▸ **EXTRAIT**

__________

En ce qui concerne les facteurs de type institutionnel, rappelons d'abord que l'ÉIE intervient tardivement dans le processus décisionnel, soit après que les principales composantes du projet furent déterminées par le promoteur. Aussi, le choix du site, décision déterminante sur le plan des incidences sociales puisque le complexe industriel est situé en milieu habité à fortes potentialités agricoles, n'a pas été soumis à l'ÉIE ni à la consultation. L'analyse comparative des sites envisagés a été réalisée avant le déclenchement de l'ÉIE. Le rapport d'étude d'impact se limite à présenter sommairement les considérations économiques et politiques sur lesquelles s'appuie la décision.

Le deuxième facteur explicatif concerne la qualité et la pertinence de l'information produite par l'ÉIE. L'étude d'impact qui comporte de nombreuses lacunes ne permet pas d'établir les enjeux du projet. Par exemple, malgré la somme des informations colligées dans l'étude d'impact sur les émissions atmosphériques et les rejets liquides estimés, il est pratiquement impossible de savoir si la réalisation du projet a un effet sur la santé des populations limitrophes ou s'il y a des risques associés. Le troisième facteur, influençant négativement le bilan de la participation, concerne l'absence d'une méthode d'intégration des données tout au long du processus d'ÉIE.

En effet, chaque étape a donné lieu à la réalisation de rapports de synthèses distincts qui se caractérisent par une structuration de l'information différente, rendant leur usage très difficile aux fins de la compréhension des enjeux et de suivi des impacts. Peut-on alors parler de participation éclairée ? Le quatrième facteur retenu concerne le suivi des préoccupations des participants. Les deux consultations n'ont pas servi à identifier et à prendre en compte des conséquences sociales et environnementales dans la planification du projet et l'élaboration de mesures de suivi, mais plutôt à répondre aux questions des participants et à trouver des solutions de communication publique aux problèmes susceptibles d'en affecter l'acceptabilité sociale. En nous basant sur l'information disponible, nous n'avons pas trouvé d'indication, ni chez le promoteur, ni dans les comités de suivi, sur la manière dont celles-ci ont été considérées ou incorporées à un moment ou l'autre de l'évaluation et du suivi. En ce qui concerne plus particulièrement l'audience publique, après une analyse approfondie de l'ensemble de la documentation, il apparaît clairement que plusieurs préoccupations, valables selon nous, par exemple celles relatives à la santé, n'ont pas été analysées.

__________

(Entrées d'annotation de points sur image)
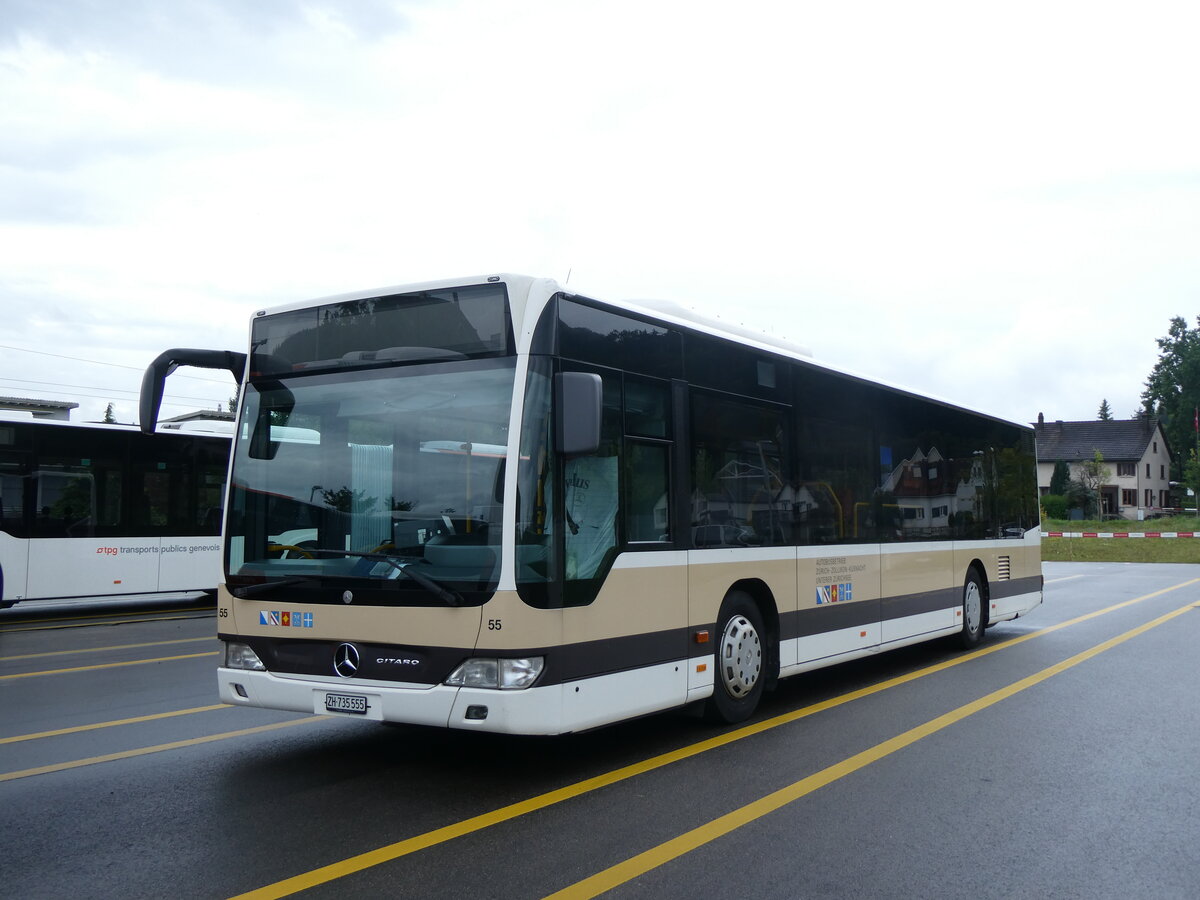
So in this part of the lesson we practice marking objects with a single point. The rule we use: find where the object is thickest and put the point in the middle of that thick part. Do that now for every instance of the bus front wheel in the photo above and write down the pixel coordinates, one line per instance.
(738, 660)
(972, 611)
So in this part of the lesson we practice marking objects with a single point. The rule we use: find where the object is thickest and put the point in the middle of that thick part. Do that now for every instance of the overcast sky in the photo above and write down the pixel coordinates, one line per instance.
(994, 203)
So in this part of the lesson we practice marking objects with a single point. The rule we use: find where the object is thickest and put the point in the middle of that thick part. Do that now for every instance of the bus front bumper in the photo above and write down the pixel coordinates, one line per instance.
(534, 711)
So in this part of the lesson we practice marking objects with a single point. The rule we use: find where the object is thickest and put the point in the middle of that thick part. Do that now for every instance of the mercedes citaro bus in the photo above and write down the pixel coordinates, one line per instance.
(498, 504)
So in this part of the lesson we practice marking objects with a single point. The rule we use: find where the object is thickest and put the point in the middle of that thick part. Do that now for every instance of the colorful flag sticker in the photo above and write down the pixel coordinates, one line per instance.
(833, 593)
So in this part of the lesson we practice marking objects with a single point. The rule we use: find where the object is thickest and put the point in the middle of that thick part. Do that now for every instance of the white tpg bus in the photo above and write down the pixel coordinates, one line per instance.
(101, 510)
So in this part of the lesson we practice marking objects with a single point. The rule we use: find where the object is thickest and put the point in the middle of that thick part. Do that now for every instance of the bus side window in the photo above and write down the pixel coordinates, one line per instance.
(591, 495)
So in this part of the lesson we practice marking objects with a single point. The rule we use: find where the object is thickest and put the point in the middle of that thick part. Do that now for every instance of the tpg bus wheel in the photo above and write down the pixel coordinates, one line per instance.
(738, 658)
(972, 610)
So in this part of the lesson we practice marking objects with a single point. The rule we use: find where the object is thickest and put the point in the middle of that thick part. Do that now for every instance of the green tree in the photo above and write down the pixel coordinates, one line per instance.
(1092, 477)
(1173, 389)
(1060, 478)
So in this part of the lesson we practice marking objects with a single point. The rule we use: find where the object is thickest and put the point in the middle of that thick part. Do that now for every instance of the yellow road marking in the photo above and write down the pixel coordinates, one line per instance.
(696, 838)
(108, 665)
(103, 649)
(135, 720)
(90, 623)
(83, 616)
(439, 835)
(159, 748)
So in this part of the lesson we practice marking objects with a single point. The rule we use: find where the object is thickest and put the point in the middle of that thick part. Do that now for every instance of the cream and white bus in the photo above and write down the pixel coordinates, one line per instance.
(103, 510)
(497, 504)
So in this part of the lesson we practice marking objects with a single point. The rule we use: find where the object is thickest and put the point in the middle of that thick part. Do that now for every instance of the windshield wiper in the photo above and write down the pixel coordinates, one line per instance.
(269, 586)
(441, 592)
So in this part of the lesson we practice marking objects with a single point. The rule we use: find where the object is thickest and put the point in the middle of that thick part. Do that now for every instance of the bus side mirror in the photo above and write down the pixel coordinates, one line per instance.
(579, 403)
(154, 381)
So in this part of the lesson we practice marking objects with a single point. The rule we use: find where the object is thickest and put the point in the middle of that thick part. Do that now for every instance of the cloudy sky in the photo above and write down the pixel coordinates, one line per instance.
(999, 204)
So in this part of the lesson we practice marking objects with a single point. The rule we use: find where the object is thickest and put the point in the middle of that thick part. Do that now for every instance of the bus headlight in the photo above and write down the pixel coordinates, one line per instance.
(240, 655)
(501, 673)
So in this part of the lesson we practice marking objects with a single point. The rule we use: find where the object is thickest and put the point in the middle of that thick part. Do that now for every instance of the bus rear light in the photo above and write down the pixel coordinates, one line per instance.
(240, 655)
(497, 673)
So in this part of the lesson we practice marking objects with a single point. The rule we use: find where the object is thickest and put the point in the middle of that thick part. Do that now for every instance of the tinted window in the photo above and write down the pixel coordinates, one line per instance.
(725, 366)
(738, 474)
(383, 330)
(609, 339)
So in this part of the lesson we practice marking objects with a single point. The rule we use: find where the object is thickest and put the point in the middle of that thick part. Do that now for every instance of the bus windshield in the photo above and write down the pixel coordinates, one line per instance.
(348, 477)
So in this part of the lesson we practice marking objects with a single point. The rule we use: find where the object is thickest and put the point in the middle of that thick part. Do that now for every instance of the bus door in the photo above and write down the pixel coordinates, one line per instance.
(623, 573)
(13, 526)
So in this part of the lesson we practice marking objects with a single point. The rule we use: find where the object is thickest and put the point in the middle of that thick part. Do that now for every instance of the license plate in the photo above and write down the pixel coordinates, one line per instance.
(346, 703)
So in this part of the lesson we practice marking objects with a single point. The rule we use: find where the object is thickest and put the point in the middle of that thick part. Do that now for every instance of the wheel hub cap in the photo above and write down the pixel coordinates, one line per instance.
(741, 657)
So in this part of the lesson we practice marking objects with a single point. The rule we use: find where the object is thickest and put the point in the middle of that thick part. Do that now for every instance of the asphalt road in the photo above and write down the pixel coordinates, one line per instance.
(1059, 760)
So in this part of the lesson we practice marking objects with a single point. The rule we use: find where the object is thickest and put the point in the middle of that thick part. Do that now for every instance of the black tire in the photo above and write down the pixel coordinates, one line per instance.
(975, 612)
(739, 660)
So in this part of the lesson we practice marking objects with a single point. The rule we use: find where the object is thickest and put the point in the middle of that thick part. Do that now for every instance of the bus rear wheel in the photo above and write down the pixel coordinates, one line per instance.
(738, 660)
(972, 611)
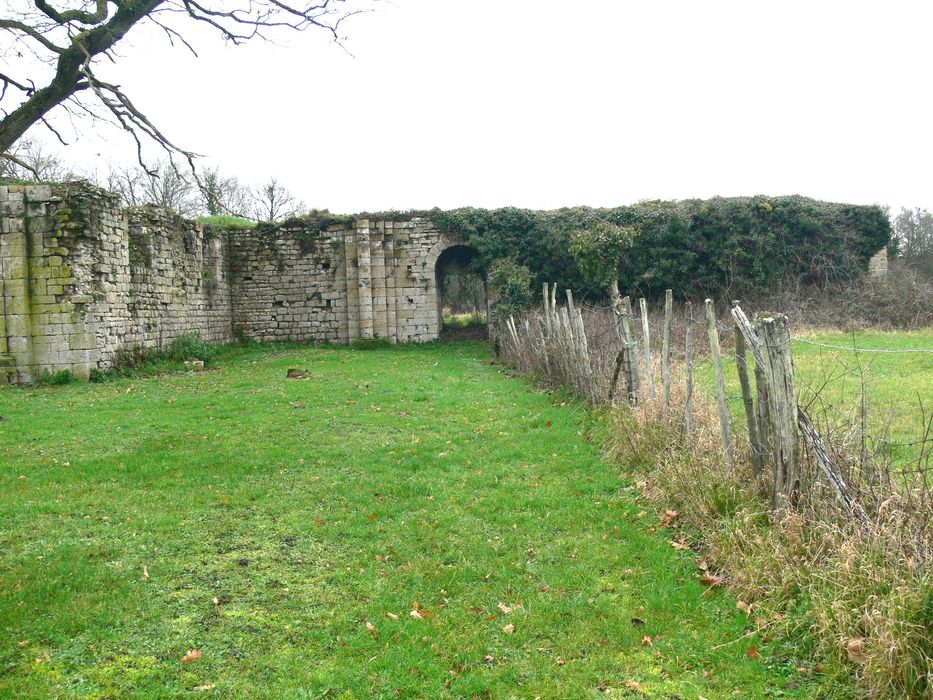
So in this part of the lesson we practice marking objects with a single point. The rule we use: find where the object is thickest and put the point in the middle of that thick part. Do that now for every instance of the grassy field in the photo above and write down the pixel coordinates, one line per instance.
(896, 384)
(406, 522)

__________

▸ **EXERCICE ÉCRIT 1**
Traduisez en anglais cette phrase de l'extrait sur l'étude d'impact : « L'analyse comparative des sites envisagés a été réalisée avant le déclenchement de l'ÉIE. »
▸ **EXERCICE ÉCRIT 2**
D'après l'extrait sur l'étude d'impact, sur quoi porte le deuxième facteur explicatif ?
▸ **EXERCICE ÉCRIT 3**
Rédigez la suite de l'extrait sur l'étude d'impact environnemental, après sa dernière phrase.

▸ **RÉSULTAT 1**
The comparative analysis of the sites under consideration was carried out before the EIA was launched.

▸ **RÉSULTAT 2**
Sur la qualité et la pertinence de l'information produite par l'ÉIE.

▸ **RÉSULTAT 3**
4.2.-Les facteurs sociaux

À l'étape du suivi, les attentes et les préoccupations sociales exprimées lors des consultations sont demeurées sans réponse. Aussi, le promoteur n'a établi aucune procédure de suivi des impacts au sens propre du terme, c'est-à-dire une procédure par laquelle on relève et analyse les impacts pouvant résulter de changements non prévus ou de changements qui ont été anticipés, mais mal évalués dans l'étude d'impact, ce qui n'est pas sans conséquence. En effet, par exemple, en réaction aux plaintes reçues des résidants d'un quartier concernant la circulation intense de véhicules lourds, le comité a proposé des mesures d'atténuation pour améliorer la sécurité et réduire les inconvénients. Des mesures ont été prises pour réduire et appliquer les limites de vitesse, ainsi qu'un nouvel horaire limitant les activités de transport à certaines heures. Mais aucune évaluation des impacts n'a été faite.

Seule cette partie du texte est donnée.